___ Provided material

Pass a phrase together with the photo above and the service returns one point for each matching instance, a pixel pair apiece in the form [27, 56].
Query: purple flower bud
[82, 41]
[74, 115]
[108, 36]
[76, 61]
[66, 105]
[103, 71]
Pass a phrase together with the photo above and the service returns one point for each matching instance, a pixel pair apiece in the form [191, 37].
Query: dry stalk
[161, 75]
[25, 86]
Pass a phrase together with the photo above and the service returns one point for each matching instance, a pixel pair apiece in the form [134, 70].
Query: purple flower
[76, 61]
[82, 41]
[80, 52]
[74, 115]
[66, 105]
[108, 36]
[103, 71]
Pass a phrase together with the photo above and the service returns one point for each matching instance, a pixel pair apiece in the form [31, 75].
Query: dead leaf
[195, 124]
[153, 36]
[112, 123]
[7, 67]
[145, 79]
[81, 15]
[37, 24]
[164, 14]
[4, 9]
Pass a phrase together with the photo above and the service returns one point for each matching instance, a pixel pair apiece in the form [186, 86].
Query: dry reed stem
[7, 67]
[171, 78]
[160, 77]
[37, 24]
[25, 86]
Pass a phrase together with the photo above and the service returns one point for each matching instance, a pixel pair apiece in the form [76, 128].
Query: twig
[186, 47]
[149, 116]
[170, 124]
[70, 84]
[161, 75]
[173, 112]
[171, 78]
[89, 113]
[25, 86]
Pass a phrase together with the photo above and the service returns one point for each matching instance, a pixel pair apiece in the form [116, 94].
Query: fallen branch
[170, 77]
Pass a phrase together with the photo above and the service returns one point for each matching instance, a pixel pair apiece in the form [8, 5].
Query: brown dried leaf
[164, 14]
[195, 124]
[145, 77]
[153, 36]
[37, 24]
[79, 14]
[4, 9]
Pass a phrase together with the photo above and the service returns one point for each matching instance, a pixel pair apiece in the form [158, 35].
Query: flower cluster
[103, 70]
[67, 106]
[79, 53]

______

[Task statement]:
Set down, please, the lines from the line holding "Query: dry reed stem" through the final line of the data, exactly and with nothing added.

[Output of the exercise]:
Query: dry reed stem
[7, 67]
[171, 78]
[160, 77]
[37, 24]
[25, 86]
Pass a phrase together with the photo above and the service returns one point for each matching instance, a pixel pair apiece in the form [76, 128].
Query: twig
[186, 47]
[149, 116]
[170, 124]
[70, 84]
[161, 75]
[173, 112]
[171, 78]
[89, 113]
[25, 86]
Pass a phrase together with the photo above and the service returns one point for each matching instance, a pixel pair apiece in the form [116, 94].
Query: fallen branch
[170, 77]
Pass a phrase together with the photo above and the service returns one point for each matching instance, a pixel pair apiece in the form [8, 5].
Query: brown dried leaf
[164, 14]
[195, 124]
[145, 77]
[153, 36]
[37, 24]
[79, 14]
[4, 9]
Pass a phrase together with the photo above and the service returns one point for each matching instance, a pixel pair apiece in the form [158, 35].
Query: flower cluster
[103, 70]
[67, 106]
[79, 53]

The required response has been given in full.